1080p is the p for me… This week’s recommended watching.
• Some more offerings from this year’s virtual VanCAF, which really has been a treasure trove for video content during this weird summer, as Deni Loubert interviews Joan Steacy and Roberta Gregory for ‘Zooming the Pandemic’, and Cole Pauls is in-conversation with Juli Majer and Jordan River.
• The seasons may be changing, but book tours are remaining virtual for the time being, and this month it’s the turn of Sophie Yanow, celebrating publication of The Contradictions, including in-conversation events with Suzy Exposito and Alison Bechdel - taking place over the next couple of weeks.
• The Believer and The Black Mountain Institute’s series of comics workshops continues, and this week’s saw Erin Williams taking viewers through making body comics, and how to depict what somebody is feeling without overt visual indicators (starts around the 5 min mark)
---*---
Exercise details.
Carry on the comics video roundup from its last sentence. The rows come from a different source than the roundup.
---*---
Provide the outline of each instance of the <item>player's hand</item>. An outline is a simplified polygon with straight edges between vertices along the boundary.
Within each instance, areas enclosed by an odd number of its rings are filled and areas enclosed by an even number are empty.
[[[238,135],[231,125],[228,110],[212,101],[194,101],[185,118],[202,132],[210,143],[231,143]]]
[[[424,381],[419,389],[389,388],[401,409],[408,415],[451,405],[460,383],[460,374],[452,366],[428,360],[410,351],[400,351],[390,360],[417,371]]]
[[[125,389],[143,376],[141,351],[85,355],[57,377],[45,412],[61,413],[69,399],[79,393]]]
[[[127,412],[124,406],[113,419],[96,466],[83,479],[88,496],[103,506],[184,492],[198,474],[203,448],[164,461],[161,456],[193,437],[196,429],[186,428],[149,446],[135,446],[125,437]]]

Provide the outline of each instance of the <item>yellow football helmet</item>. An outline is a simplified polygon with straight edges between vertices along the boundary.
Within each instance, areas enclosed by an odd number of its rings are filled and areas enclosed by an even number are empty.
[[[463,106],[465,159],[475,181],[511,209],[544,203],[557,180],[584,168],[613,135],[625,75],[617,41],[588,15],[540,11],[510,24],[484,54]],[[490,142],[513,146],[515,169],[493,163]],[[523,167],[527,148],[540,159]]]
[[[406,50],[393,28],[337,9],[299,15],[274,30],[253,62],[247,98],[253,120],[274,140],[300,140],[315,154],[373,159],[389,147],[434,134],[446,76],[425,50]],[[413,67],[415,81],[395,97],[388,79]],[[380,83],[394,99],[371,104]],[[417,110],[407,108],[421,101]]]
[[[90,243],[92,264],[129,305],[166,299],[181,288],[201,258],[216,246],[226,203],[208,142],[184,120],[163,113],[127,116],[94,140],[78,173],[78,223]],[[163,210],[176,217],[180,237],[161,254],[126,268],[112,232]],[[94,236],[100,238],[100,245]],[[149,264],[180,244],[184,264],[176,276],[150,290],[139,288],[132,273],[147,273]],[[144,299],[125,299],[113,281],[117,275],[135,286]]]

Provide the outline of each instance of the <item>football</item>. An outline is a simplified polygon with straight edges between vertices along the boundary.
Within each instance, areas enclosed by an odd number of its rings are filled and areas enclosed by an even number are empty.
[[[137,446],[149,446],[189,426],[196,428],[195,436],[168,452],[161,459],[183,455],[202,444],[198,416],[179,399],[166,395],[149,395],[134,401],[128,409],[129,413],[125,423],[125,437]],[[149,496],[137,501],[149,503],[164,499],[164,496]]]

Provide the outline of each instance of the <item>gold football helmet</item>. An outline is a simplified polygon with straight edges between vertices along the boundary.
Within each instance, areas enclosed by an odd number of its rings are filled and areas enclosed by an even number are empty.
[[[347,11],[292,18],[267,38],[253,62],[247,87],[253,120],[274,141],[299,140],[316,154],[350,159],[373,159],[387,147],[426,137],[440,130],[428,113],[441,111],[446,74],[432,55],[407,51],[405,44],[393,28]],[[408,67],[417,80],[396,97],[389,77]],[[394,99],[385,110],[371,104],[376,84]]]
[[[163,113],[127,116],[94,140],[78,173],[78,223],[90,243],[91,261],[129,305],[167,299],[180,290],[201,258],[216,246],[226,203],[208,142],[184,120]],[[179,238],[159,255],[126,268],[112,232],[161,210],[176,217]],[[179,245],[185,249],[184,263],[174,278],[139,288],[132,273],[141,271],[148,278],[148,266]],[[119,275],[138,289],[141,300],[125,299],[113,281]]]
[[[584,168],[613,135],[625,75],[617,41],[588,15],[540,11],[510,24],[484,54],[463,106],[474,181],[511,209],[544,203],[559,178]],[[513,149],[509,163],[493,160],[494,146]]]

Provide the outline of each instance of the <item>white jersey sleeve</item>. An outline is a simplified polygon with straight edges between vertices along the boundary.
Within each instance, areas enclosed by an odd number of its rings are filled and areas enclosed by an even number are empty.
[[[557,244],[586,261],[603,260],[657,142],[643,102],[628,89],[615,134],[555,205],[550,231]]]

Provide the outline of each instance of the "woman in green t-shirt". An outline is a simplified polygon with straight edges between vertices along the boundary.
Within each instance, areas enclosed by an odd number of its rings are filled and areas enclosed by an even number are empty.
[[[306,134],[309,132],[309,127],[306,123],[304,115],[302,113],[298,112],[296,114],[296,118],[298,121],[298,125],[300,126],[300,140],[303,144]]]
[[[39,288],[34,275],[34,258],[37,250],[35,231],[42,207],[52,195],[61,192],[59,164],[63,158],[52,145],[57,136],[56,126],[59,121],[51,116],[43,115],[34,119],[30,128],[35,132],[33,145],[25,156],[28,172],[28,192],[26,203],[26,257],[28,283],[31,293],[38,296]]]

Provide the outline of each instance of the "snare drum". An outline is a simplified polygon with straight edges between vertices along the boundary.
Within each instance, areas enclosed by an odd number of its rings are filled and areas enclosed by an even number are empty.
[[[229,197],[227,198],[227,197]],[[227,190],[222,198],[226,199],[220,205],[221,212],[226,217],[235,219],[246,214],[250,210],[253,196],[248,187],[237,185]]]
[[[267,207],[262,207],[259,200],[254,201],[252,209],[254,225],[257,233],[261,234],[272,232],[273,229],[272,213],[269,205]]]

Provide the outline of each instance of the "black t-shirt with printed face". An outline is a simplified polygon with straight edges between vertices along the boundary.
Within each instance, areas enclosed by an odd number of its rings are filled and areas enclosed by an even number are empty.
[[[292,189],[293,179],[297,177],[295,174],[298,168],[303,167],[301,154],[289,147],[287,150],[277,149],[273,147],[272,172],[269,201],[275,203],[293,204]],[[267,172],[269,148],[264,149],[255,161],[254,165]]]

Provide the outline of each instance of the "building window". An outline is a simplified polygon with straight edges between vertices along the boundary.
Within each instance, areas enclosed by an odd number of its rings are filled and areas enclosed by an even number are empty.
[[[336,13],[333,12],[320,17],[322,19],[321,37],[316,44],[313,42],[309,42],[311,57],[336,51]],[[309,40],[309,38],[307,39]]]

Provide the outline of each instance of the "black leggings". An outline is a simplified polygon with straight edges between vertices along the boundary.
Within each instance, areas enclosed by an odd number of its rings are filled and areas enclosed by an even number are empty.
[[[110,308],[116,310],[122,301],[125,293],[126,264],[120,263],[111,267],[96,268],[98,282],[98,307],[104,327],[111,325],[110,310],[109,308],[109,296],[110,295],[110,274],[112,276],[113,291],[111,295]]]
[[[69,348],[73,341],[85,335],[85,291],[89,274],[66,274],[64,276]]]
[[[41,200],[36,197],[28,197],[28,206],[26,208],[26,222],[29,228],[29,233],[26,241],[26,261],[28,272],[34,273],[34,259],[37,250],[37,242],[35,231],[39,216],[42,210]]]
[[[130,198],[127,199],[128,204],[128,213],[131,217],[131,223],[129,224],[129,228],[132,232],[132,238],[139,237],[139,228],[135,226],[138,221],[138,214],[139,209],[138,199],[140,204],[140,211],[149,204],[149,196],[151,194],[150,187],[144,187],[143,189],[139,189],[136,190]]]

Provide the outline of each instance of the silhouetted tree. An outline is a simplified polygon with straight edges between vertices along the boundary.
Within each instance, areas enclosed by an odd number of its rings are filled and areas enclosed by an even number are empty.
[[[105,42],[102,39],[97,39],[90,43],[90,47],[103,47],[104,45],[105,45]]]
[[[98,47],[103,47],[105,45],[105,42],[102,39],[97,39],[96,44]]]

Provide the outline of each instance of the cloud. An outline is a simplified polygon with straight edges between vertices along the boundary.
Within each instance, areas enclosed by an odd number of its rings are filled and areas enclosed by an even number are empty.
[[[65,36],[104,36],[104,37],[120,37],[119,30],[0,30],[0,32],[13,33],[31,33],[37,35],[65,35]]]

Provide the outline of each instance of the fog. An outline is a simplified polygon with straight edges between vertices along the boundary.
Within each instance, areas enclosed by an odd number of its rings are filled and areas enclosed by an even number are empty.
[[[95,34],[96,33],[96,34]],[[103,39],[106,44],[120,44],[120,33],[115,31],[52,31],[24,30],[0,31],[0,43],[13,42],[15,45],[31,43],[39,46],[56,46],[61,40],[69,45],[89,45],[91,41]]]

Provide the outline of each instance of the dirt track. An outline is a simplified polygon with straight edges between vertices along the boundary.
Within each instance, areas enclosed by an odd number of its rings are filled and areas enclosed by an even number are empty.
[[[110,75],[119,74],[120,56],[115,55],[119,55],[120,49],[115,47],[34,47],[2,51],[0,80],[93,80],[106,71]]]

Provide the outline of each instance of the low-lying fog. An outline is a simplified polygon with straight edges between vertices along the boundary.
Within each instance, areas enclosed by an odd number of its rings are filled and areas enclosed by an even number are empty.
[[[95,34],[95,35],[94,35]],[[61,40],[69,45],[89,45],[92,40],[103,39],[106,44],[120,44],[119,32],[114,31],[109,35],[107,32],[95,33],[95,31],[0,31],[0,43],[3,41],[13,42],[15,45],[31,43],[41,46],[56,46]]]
---*---
Result for this task.
• A Mornin' Warm-Up with Joe Quesada with Adam Kubert comes from the House of Mouse, as they discuss Kubert's work as "the youngest letterer in comics", keeping the creative flow going, and take audience questions, with only minor technical difficulties (15 mins in if you want to skip those).
• Cartoonist Kayfabe dives deep into a trio of lauded books this week, looking at the artist’s edition of Hellboy in Hell, David Lapham’s Stray Bullets: Innocence of Nihilism, and Stan Lee and John Buscema’s How to Draw Comics the Marvel Way.
• Some more John Buscema action over at Inkpulp this week, as Shawn Crystal, Troy Nixey, Jim Mahfood and Tommy Lee Edwards are all inking Buscema’s linework and singing his praises, plus a bonus Etrigan inking tutorial.
• Noah Van Sciver chatted with Koren Shadmi this week, discussing the end of the New York cartoon era, how big is too big for big books, interactions with the general public at festivals, and absolute power corrupting absolutely.
Loud noises… This week’s easy-listening.
• Comic Books are Burning in Hell presents a new episode of, well, Comic Books are Burning in Hell this week, as Tucker, Matt, Joe, and Chris have a lively discussion on reinterpreting Jack Kirby's life and work through the medium of comics, plus a dive into French Comics (The Kind Many Like). Next week: Chris' final thought?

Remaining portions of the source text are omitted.